* Tugas Wajib a
Tulis ulang paragraf bacaan yang dimulai dengan "Itulah dua dari sekian banyak persoalan" dalam bentuk butir-butir singkat. Pertahankan fakta pokoknya.

* Bacaan Tersedia
________________________
Beban Imran Adi pun sama dengan beban yang dirasakan Yohanna, salah seorang penjual sayur di Pasar Inpres Krooy. Yohanna yang seharian menjajakan sayur mayur, sibuk menawarkan sayur yang diturunkan pemilik sayur dari dalam angkutan pedesaan jurusan Tanggaromi-Kaimana. Dia harus memikul melewati hiruk pikuknya pasar pagi itu, dan menatanya di meja kayu yang hampir roboh dimakan usai, di tengah pasar. “Kita untung tidak terlalu banyak, hanya seribu atau dua ribu untuk ongkos sekolah anak-anak,” ujar Yohanna sambil menyirami daun-daun sayur yang sudah mulai layu disengat matahari.
Itulah dua dari sekian banyak persoalan yang mendera rakyat di Kaimana saat ini. Rakyat masih terlilit ekonomi, dan masih banyak pula mereka yang menderita. Di kampung-kampung nun jauh, rakyat masih terus berteriak karena mahalnya harga kebutuhan pokok, di tengah lesunya produktifitas mereka. Hasil pertanian dan perikanan yang hingga kini belum mampu memenuhi kebutuhan pokok mereka, menjadi sebuah persoalan serius yang dihadapi rakyat. Bocah kampung tidak mendapatkan pendidikan yang memadai, cakupan gizi yang cukup, juga merupakan persoalan yang sudah mengurat akar di tengah upaya pemerintah daerah meningkatkan kualitas kesehatan rakyat.
________________________
* Daftar Tersedia
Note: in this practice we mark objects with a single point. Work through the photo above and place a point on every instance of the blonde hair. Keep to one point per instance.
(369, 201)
________________________
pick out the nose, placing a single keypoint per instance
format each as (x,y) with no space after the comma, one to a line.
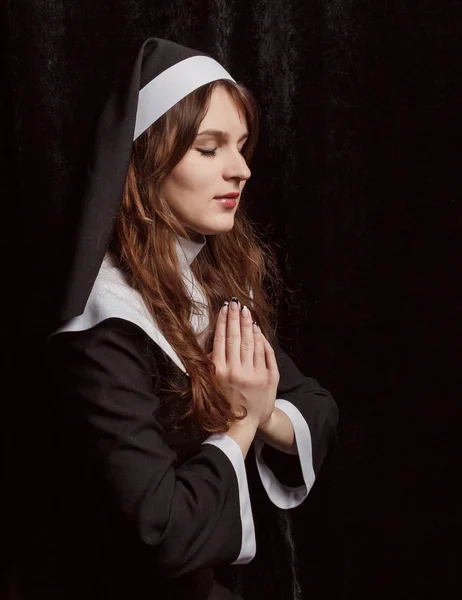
________________________
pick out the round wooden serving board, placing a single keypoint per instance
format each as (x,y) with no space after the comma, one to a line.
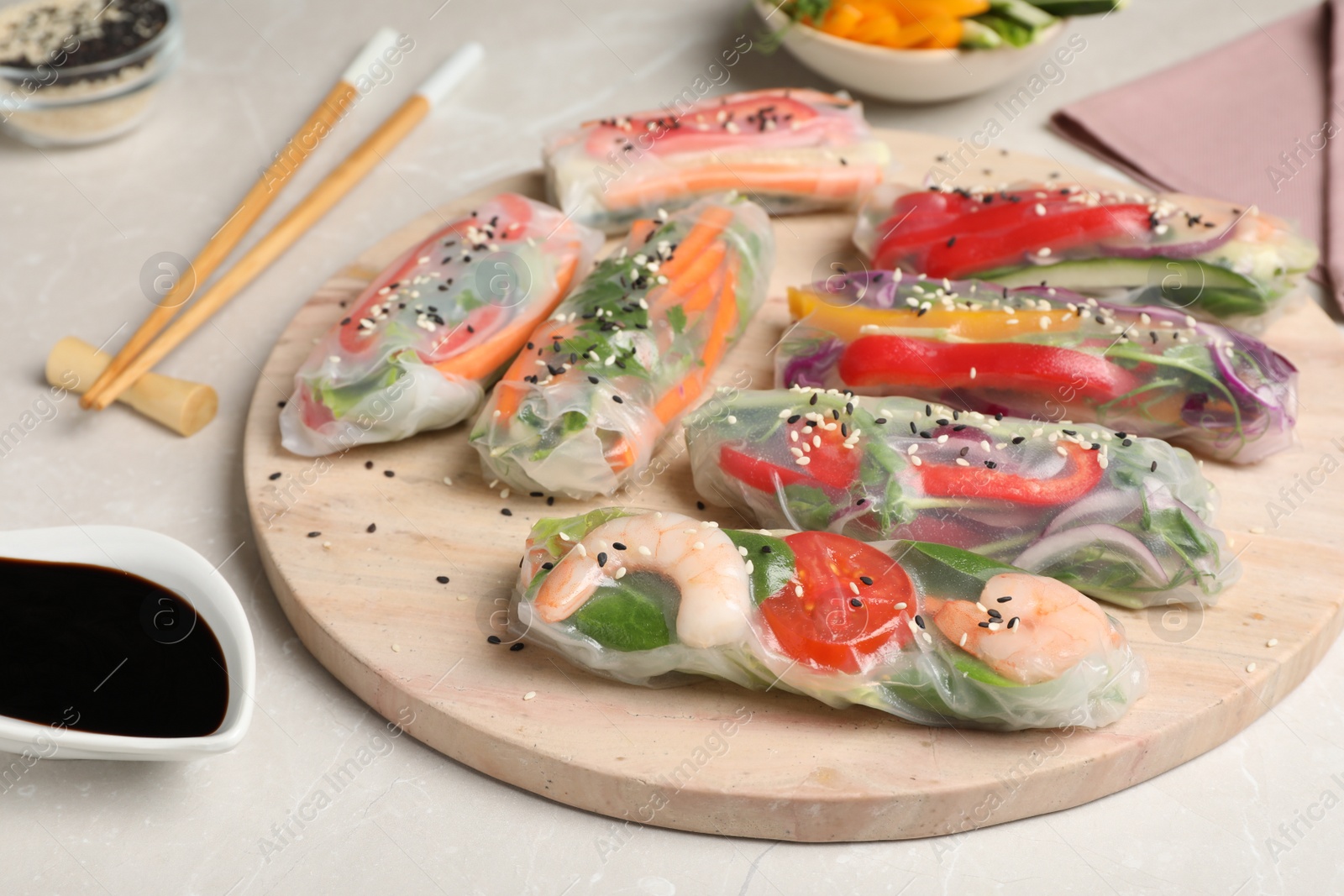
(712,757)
________________________
* Tugas Wajib b
Hitung jumlah baris dalam daftar di atas yang memuat kata "instance". Jawab dengan angkanya saja.

* Jawaban Lengkap a
Persoalan rakyat Kaimana saat ini:
- Rakyat masih terlilit ekonomi, dan banyak yang masih menderita.
- Di kampung-kampung terpencil, harga kebutuhan pokok mahal, sementara produktivitas rakyat lesu.
- Hasil pertanian dan perikanan belum mampu memenuhi kebutuhan pokok rakyat.
- Anak-anak kampung tidak mendapat pendidikan yang memadai dan gizi yang cukup. Persoalan ini sudah mengakar, di tengah upaya pemerintah daerah meningkatkan kualitas kesehatan rakyat.

* Jawaban Lengkap b
3